──────── EXTRACT TO READ ────────
To me your statement: “So I could have a chance of getting $5 million from VC and starting my own company and being independant or taking a $100K/year job with IBM and find that you have less and less control on your own product. NO THANKS!” means you said no thanks to _both_ solutions since there was no indication of it being only one of the options you said no to.
Nothing prevents you from making money on FLOSS, but don’t expect a simple shareware-like application to do the trick. You need to come up with something really good.
And I’ve never seen any good shareware. Not in the DOS-days, not in the Windows-days, nor today.
The End User Software Market has never been profitable. And none of the shareware applications deserve a cent. I can write better software myself – and I’ve done that.
Oh do tell that to Microsoft and Apple!. Look at Winzip – in 1990s they were the main compression company – now I can get 1000 open source zip tools and never have to pay for Winzip again.
Nothing prevents you from making money on FLOSS, but don’t expect a simple shareware-like application to do the trick. You need to come up with something really good.
Trust me you cannot make money off FLOSS – just be realistic. Let’s say I’m the creator of XMMS and if all other media players on Linux also charged money, I would make the most money. Now if I give out my source code under some FLOSS license, the first guy to buy my $29.99 media player will put it on a ftp site for all to download. STRIKE I
Let’s also assume that I can make money off support – just tell me when the hell did you ever call up the developers of XMMS and paid them money to tell you how to load a plugin?. Chances are you got on USENET or on IRC and got your answer. STRIKE II
Finally FSF says make money of manuals and widget frosting. Now I live in America and the “usual” going rate for widget frosting is say $75/hour and I say minimum of 20hours to create say a plugin to play Windows Media. Now since you have the source code for XMMS, you can easily put it up for bid and some outfit in Bangalore says we’ll do it for $15/hour in 25hours.
────────
THE PROBLEM:
Reproduce the passage of the comment on earning money from FLOSS, starting at "And I’ve never" and ending at "for Winzip again.".
──────── RAW DATA ────────
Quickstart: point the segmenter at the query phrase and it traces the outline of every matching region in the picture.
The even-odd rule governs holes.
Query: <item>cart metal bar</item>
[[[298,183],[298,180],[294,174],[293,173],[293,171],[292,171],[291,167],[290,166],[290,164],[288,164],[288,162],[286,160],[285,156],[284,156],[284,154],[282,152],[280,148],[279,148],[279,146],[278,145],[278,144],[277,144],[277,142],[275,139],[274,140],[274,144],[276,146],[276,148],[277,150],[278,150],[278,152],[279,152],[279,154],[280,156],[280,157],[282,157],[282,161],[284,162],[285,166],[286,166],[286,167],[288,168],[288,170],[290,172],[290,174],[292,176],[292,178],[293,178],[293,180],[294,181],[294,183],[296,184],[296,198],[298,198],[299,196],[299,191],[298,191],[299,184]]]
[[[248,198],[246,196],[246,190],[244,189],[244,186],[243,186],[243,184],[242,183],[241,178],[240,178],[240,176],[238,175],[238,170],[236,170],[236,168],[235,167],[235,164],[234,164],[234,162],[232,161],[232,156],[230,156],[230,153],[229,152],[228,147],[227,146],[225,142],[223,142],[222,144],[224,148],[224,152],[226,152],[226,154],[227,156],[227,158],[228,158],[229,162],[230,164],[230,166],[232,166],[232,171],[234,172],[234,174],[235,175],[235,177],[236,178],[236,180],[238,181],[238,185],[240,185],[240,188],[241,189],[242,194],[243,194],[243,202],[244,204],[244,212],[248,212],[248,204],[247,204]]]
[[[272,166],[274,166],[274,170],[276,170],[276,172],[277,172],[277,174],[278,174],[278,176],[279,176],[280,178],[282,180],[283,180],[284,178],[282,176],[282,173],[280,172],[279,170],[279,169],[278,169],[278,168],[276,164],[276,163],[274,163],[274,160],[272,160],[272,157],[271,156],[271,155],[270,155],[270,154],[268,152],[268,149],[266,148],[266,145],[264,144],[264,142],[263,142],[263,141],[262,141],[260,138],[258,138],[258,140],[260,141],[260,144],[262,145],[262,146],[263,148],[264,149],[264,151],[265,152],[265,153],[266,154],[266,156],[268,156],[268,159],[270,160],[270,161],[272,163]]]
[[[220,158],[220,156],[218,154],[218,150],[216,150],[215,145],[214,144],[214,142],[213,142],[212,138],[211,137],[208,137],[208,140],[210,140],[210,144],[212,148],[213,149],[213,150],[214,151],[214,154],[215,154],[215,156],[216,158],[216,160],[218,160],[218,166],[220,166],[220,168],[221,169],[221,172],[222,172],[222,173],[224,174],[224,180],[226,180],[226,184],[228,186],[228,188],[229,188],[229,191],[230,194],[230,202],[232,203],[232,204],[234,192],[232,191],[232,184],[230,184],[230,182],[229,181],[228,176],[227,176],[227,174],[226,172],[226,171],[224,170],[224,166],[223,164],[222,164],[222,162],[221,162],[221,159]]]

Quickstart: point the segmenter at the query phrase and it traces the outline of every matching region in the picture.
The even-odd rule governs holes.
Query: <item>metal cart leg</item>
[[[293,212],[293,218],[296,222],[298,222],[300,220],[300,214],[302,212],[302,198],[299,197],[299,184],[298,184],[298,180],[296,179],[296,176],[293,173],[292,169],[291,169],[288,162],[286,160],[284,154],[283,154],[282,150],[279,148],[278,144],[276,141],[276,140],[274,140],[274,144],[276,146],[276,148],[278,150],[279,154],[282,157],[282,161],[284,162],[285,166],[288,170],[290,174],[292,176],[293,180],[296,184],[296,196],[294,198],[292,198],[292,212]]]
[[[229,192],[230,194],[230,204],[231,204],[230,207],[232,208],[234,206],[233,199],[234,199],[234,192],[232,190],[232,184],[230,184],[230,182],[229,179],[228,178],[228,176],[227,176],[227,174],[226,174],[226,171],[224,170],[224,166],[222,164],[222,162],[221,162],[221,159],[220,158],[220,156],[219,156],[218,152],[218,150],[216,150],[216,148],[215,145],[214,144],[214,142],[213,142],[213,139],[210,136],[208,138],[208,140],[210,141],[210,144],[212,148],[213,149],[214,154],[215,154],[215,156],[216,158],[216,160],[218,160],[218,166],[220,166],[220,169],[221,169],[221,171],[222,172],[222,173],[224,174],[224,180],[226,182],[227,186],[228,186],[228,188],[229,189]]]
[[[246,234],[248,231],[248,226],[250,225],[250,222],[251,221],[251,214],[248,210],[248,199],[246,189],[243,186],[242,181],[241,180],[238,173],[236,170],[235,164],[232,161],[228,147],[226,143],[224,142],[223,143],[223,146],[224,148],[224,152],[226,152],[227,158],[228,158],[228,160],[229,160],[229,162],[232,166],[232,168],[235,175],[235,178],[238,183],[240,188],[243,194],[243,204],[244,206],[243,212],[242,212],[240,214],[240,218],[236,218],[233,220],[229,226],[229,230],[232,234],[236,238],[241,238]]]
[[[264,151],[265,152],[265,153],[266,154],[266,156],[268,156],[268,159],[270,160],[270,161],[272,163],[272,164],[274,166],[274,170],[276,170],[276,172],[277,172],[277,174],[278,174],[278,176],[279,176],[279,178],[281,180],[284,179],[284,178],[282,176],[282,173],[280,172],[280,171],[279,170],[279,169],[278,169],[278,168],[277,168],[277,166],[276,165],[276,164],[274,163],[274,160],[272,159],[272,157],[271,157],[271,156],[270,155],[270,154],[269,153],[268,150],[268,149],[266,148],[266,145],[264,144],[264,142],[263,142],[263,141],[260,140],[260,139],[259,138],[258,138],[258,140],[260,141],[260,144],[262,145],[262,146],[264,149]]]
────────
WRITTEN ANSWER:
And I’ve never seen any good shareware. Not in the DOS-days, not in the Windows-days, nor today.
The End User Software Market has never been profitable. And none of the shareware applications deserve a cent. I can write better software myself – and I’ve done that.
Oh do tell that to Microsoft and Apple!. Look at Winzip – in 1990s they were the main compression company – now I can get 1000 open source zip tools and never have to pay for Winzip again.